--- RECORD EXTRACTS ---

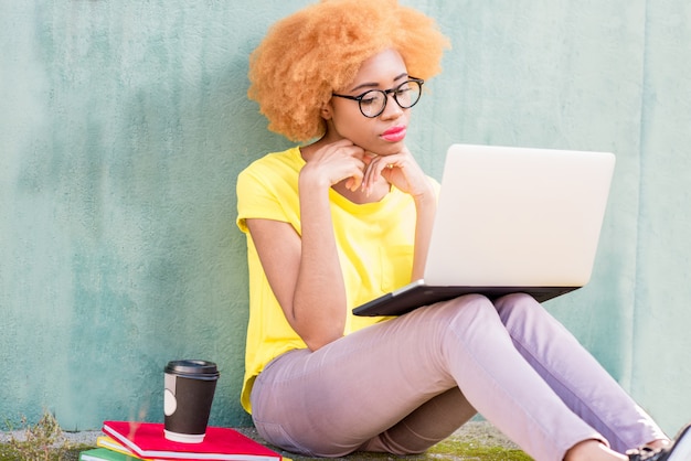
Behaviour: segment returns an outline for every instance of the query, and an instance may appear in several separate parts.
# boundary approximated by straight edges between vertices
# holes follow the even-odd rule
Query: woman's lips
[[[389,128],[386,131],[382,133],[382,139],[390,141],[390,142],[403,141],[404,138],[405,138],[405,127]]]

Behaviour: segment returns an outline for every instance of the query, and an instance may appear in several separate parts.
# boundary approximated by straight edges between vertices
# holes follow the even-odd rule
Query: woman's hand
[[[330,187],[346,180],[346,187],[357,191],[362,185],[366,163],[364,150],[348,139],[319,147],[306,160],[300,175]]]
[[[363,159],[368,163],[362,180],[362,187],[365,192],[371,190],[379,176],[383,176],[400,191],[415,199],[434,194],[427,176],[406,147],[401,152],[391,156],[376,156],[368,152]]]

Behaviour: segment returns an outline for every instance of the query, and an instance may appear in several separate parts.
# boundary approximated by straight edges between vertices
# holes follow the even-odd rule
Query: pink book
[[[168,440],[161,422],[105,421],[103,431],[139,458],[281,461],[280,454],[230,428],[208,427],[201,443]]]

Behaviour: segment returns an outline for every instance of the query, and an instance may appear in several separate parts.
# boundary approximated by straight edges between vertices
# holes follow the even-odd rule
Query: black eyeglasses
[[[411,77],[391,89],[370,89],[360,96],[337,95],[336,93],[332,93],[331,96],[357,100],[362,115],[368,118],[374,118],[386,109],[390,94],[393,94],[393,99],[402,109],[410,109],[415,106],[422,96],[424,83],[425,81],[422,78]]]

---

Copy every line of the rows above, requests included, and offset each coordinate in the answer outlines by 19. Leave out the pictures.

Behaviour: segment returns an outline for every instance of the query, and an instance may appear in several separate parts.
# boundary approximated by straight edges between vertices
# holes follow the even-odd rule
Query: woman's lips
[[[408,147],[405,150],[401,152],[401,158],[409,160],[409,161],[422,160],[423,157],[424,157],[424,146]]]

Behaviour: segment returns an outline for every instance of the query, and an instance may appear in several separate parts.
# boundary approximated by straight edges between vertices
# holes follow the even-odd rule
Query: woman's hand
[[[349,206],[365,199],[365,206],[376,210],[381,204],[385,182],[383,169],[367,158],[338,166],[325,179],[319,194]]]
[[[382,178],[387,182],[381,199],[381,206],[384,211],[390,209],[398,195],[402,195],[419,210],[434,218],[453,213],[446,195],[425,166],[420,171],[410,175],[395,175],[387,171]]]

Behaviour: segment returns an outline for every instance of the query, and an instance may appear in several separate parts.
# boundary approximated by straight edges between vertices
# holes follow the even-odd rule
Query: pink book
[[[187,459],[180,441],[124,440],[122,450],[158,477],[300,480],[299,473],[249,447],[227,446],[220,462]]]

Behaviour: segment returns an outline for every instance of the query, and an instance may appear in several separate parts.
# boundary approximated by straight edges between vertices
# holes follow the even-odd rule
Query: black eyeglasses
[[[430,96],[410,108],[389,108],[379,115],[356,114],[355,112],[351,112],[350,115],[376,119],[381,134],[387,137],[393,137],[405,128],[409,113],[412,113],[412,118],[421,128],[429,128],[434,125],[441,115],[443,102],[444,100],[441,97]]]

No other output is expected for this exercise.